The person who right after Korea thought war was right around. the corner, and had a small number of savings bonds that he accumulated was at the point where he preferred, I think, to cash in those savings bonds and buy a refrigerator.

Senator DIRKSEN. You express a more hopeful note about the bank credit situation at the moment in your statement. Is that due in part, at the present time, to inventory liquidation, and when that is over what can we anticipate in the next few months?

Mr. MARTIN. Well, we just don't know. There has been some liquidation of inventories, but I don't think that it has been very important. However people are being more careful about the situation. We feel that the voluntary credit restraint program, with its education of both the borrower and the lender as to what we are trying to do together with other developments, including progress in placing defense orders is combining to put more sanity into the economic situation.

Senator DIRKSEN. Do you approve the provision in this bill relating to control of margins on commodity purchases?

Mr. MARTIN. Yes, I do.

Senator DIRKSEN. Do you think that that has any appreciable and direct effect upon the inflationary pressures that you referred to?

Mr. MARTIN. I do not think it has very much direct effect, but I think it is a psychological factor of considerable importance, wherever speculation is involved.

Senator DIRKSEN. In other words, from your experience in the equity field when you were president of the New York Stock Exchange, and the experience you must have had, I fancy, in the field of margin buying, you cannot see that control of margins as contemplated in the amendments now before us has an actual effect upon inflation?

Mr. MARTIN. I think the tangible effect is limited. The psychological effect is real.

Senator DIRKSEN. You think that it has justification enough to include that kind of an additional control in this bill?

Mr. MARTIN. Under current conditions, when we have got to use all the weapons in the arsenal that we can command against inflation, I am inclined to think it is.

Senator DIRKSEN. Do you approve the suggestion that we employ subsidies for the purpose of a weapon in this field of inflation control? We went through that subsidy situation during World War II. There are subsidies in this bill to a limited extent, at least, and, depending on how you read the language, there might be more or less. We have some subsidy suggestions before us now in the bill, with the additional suggestions contained in the President's message which accompanied these amendments that additional legislation may be requested in the subsidy field. What is your candid opinion with respect to the em

ployment of subsidies and what would be the inflationary effect of using subsidies?
+ + + +
PARTS OF THE EXERCISE:
(a) Answer these questions about the hearing excerpt:
(i) How important does Mr. Martin consider the liquidation of inventories so far?
(ii) What post did Mr. Martin once hold, according to Senator Dirksen?
(iii) How does Mr. Martin describe the tangible and the psychological effects of margin control?
(b) Summarize the hearing excerpt in two sentences.
(c) Carry the hearing excerpt forward from its final line, beginning with the next exchange.

Data items:
+ + + +
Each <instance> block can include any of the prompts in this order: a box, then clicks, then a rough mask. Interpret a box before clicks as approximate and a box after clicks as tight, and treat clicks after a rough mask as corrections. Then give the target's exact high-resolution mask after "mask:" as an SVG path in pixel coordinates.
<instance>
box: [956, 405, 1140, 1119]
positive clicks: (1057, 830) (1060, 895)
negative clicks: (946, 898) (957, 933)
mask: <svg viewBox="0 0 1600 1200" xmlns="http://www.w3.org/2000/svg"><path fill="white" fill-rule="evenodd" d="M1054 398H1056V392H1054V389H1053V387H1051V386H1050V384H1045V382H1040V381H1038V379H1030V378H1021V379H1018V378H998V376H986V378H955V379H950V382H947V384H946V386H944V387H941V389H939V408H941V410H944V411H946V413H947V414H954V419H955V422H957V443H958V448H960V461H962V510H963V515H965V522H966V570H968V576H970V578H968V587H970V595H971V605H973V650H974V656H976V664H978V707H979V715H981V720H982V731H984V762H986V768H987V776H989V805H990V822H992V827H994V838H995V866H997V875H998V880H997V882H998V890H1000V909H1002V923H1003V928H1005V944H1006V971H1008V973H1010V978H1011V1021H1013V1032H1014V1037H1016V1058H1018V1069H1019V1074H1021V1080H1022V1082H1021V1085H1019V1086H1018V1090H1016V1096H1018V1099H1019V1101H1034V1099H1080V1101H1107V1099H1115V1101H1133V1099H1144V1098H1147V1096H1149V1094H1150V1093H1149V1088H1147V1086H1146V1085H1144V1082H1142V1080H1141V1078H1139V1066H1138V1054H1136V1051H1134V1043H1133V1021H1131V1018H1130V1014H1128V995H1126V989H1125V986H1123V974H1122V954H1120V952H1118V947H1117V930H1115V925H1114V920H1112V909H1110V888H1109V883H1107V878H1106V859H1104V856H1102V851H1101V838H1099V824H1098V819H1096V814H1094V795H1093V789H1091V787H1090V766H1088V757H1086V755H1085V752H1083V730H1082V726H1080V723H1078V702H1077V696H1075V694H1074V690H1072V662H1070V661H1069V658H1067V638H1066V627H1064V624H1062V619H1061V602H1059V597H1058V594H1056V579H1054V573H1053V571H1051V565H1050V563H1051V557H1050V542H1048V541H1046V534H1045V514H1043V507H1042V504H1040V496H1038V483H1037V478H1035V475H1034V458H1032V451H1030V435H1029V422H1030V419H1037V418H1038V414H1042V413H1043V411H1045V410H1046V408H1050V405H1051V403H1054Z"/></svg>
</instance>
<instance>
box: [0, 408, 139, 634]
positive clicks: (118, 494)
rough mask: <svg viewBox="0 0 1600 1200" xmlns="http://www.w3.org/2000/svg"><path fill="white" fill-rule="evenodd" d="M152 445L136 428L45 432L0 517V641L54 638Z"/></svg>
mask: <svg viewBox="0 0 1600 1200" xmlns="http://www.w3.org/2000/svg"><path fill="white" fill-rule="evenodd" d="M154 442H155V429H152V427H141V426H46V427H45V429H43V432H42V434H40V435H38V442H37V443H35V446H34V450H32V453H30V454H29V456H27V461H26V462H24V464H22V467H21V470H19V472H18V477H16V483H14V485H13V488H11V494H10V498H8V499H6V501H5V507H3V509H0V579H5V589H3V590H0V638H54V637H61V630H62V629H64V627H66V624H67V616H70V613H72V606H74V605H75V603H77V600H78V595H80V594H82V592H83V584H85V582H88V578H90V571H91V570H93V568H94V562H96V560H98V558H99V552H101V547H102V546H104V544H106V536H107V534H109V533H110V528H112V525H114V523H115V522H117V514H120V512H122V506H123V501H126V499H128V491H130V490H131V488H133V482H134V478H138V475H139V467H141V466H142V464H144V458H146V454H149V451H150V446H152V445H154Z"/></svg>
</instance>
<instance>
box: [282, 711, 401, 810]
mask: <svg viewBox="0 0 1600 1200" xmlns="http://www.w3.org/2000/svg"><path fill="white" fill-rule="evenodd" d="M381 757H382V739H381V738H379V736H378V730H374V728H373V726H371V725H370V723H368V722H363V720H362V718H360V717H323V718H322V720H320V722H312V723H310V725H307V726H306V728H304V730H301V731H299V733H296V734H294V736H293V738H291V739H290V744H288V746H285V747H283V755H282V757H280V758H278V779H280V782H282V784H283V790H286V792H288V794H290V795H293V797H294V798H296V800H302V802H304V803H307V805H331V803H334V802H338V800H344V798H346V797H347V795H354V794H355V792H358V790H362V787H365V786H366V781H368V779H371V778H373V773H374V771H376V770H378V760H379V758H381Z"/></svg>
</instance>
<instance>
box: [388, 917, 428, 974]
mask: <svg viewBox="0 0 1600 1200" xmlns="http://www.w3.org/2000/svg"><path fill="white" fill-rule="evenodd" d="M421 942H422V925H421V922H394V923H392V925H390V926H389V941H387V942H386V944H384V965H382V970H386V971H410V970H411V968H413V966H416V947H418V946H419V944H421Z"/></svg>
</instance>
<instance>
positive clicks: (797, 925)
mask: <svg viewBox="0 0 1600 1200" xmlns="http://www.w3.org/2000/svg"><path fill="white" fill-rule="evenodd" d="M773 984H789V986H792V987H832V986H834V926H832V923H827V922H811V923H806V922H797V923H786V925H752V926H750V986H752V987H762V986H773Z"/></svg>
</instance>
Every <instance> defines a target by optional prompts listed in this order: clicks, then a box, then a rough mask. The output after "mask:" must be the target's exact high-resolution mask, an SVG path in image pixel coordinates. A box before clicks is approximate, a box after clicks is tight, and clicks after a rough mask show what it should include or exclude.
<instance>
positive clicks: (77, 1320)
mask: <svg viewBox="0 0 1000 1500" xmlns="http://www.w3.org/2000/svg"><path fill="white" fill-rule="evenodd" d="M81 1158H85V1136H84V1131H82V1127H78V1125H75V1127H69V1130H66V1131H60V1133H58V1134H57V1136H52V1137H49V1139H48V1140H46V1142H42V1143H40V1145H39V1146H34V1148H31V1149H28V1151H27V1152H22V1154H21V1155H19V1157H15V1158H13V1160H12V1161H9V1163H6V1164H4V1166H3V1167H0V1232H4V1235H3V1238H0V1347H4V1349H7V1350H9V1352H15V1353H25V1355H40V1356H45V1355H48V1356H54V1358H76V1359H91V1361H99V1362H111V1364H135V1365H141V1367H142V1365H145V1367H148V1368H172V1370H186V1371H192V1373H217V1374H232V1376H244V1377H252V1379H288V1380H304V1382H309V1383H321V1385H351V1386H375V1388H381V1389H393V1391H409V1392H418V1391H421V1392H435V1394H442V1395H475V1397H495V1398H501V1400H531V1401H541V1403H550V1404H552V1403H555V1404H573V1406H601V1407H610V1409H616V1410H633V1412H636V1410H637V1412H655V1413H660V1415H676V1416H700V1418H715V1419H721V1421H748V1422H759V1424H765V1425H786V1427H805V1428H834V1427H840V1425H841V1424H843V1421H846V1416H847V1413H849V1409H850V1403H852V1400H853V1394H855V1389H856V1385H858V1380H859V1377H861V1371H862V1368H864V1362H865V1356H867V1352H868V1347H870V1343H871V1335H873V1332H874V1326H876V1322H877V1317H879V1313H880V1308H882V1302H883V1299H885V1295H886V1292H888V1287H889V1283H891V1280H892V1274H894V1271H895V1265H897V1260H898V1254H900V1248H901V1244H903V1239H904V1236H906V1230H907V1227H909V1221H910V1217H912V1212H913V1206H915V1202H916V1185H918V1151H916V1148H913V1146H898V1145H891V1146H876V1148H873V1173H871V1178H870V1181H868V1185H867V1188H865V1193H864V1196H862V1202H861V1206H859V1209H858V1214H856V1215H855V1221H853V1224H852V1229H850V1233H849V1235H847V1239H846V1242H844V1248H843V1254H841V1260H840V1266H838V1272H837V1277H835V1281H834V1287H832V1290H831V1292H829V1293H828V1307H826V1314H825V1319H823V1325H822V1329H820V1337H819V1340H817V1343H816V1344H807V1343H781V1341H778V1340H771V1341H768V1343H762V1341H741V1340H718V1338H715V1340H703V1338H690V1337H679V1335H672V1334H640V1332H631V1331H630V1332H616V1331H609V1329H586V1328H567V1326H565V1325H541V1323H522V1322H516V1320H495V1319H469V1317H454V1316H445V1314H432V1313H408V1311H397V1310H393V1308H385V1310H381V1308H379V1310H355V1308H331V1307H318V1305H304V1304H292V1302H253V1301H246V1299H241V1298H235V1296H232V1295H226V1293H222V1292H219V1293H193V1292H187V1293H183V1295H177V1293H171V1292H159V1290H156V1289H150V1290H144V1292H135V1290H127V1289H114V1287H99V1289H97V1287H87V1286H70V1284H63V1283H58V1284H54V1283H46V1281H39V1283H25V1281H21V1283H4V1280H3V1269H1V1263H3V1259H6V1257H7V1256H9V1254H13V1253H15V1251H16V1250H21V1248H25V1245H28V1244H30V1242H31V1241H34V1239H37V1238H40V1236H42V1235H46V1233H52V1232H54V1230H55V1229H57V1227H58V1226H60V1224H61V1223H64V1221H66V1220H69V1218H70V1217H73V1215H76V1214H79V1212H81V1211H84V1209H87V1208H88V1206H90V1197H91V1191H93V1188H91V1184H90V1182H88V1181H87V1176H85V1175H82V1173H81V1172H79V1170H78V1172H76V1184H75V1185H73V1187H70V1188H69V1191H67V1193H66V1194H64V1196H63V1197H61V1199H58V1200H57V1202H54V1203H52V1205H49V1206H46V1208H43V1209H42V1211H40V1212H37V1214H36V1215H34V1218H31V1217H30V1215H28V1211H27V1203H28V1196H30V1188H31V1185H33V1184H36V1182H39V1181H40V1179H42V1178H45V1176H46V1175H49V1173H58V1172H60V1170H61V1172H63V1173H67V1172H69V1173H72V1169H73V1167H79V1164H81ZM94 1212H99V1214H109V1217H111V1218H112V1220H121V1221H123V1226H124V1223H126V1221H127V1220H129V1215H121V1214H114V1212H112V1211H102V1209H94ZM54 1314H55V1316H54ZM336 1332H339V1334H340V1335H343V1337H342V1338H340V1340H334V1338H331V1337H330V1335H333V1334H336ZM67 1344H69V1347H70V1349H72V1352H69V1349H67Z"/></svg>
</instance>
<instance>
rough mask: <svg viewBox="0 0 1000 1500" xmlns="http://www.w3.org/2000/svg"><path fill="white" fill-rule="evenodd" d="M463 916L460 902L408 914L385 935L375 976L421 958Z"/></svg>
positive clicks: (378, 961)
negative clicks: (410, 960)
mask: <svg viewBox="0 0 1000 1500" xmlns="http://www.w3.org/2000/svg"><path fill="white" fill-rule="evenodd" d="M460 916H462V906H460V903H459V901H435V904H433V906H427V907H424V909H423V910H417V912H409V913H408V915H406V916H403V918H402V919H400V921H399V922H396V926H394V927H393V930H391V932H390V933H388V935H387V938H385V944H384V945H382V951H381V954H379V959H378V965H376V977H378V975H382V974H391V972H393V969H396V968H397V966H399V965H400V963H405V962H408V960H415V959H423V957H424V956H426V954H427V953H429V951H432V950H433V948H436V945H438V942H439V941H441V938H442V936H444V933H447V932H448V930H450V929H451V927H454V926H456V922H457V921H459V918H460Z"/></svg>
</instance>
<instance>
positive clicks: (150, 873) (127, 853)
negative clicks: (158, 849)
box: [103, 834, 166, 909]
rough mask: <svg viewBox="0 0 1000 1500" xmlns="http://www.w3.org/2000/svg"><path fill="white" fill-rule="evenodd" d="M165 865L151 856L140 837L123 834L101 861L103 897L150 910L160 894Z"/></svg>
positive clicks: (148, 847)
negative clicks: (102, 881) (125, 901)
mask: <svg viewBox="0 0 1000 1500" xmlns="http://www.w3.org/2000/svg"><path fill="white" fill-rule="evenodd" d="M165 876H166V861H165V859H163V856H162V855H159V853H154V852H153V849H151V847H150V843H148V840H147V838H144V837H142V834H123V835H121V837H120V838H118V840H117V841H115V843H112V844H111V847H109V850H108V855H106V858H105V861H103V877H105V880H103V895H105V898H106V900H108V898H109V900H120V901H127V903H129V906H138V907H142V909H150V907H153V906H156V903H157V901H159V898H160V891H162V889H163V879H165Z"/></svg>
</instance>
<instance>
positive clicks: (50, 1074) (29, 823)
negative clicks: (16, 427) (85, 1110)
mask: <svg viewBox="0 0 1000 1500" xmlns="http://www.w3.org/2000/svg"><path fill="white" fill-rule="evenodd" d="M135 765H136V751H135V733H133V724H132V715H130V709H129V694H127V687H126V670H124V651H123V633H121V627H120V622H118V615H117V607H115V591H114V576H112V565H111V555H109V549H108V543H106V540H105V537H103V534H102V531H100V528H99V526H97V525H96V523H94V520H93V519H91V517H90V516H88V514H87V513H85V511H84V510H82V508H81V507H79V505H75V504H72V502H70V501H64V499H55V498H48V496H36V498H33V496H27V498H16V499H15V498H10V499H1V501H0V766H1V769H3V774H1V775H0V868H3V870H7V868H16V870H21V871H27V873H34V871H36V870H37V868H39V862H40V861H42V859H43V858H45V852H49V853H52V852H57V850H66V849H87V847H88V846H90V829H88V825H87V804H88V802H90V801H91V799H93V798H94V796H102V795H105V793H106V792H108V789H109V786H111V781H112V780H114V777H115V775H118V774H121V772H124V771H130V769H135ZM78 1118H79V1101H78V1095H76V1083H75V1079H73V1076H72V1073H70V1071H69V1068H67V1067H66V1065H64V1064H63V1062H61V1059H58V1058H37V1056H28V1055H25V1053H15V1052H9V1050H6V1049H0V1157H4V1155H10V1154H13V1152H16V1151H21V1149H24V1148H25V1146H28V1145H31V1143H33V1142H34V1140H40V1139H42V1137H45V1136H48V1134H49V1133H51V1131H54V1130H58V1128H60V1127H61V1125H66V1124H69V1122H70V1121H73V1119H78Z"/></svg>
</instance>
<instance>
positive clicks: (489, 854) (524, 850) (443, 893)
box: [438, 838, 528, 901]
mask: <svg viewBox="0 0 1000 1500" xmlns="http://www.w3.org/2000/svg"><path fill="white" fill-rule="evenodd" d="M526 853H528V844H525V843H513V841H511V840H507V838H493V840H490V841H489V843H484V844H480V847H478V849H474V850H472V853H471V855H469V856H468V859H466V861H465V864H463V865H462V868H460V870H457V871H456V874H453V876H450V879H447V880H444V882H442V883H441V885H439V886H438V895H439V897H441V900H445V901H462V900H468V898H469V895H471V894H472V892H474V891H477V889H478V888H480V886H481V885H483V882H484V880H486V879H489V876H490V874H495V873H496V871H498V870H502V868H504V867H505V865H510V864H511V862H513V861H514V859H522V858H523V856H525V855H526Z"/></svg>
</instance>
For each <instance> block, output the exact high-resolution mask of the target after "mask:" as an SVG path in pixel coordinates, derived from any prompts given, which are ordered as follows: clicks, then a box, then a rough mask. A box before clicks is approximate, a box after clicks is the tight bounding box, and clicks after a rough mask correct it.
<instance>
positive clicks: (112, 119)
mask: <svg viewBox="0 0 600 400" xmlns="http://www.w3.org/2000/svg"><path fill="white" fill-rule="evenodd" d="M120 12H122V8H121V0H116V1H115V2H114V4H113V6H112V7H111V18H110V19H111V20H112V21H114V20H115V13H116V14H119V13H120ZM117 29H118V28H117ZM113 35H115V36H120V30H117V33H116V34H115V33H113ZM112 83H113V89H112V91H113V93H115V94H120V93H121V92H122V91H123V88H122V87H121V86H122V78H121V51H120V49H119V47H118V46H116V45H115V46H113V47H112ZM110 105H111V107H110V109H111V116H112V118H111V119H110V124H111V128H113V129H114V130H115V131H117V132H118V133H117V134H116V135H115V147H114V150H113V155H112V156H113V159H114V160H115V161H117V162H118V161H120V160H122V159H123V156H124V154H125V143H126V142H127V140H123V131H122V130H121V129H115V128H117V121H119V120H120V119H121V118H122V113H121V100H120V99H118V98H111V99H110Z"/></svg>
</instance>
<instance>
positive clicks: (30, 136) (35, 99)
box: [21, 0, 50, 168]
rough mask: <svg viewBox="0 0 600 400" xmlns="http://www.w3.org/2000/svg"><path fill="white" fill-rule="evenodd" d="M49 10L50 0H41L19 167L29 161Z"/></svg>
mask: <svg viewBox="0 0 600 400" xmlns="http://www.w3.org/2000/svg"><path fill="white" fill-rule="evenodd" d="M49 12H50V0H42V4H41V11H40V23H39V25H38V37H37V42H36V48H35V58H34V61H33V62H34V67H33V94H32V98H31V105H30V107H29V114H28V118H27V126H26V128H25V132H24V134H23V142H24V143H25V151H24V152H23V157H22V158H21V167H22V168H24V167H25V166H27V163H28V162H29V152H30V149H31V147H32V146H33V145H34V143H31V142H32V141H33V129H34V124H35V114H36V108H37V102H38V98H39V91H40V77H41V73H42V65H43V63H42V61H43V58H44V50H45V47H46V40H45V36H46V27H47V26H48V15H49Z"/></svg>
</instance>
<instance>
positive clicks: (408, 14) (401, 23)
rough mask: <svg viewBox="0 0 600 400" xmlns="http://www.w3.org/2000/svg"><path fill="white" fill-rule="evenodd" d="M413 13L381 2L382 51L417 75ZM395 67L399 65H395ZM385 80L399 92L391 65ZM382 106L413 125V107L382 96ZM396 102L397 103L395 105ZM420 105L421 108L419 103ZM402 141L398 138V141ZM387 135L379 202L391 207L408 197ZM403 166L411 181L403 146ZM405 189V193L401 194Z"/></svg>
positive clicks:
+ + + +
EXPECTED RESULTS:
(a)
(i) He says there has been some liquidation of inventories but doesn't think it has been very important.
(ii) President of the New York Stock Exchange.
(iii) He calls the tangible effect limited and the psychological effect real.

(b) Senator Dirksen questions Mr. Martin about the bank credit situation, the bill's provision for controlling margins on commodity purchases, and the use of subsidies against inflation. Martin credits the voluntary credit restraint program and other developments with putting more sanity into the economic situation, and he approves of margin control because, though its tangible effect is limited, its psychological effect is real and all weapons against inflation are needed.

(c)
Mr. MARTIN. I just have to be honest with you and say I have not studied the subsidy provisions sufficiently to feel competent to pass on them. I am not trying to duck you there, but that is the real situation.

I think you have got to weigh a great many factors when you talk about subsidies, and I am perfectly honest in saying I do not like subsidies. It is a field, however, you have got to study from a great many angles before you pass judgment on it. I just have not had the time to work on the subject sufficiently, to feel competent to pass upon a general judgment on it.

Senator DIRKSEN. I can appreciate that, although I do believe as a general proposition it comes within the purview of the Board in this sense: that, if you are going to deal with the question of controlling credit, you have got to be reasonably certain that there is a coordinated effort so that the work that you do is not undone in some other field. In other words, the idea of setting the pop-off valve on the boiler at 150 pounds of steam pressure and then continuing to throw fuel under the boiler just does not appeal to me.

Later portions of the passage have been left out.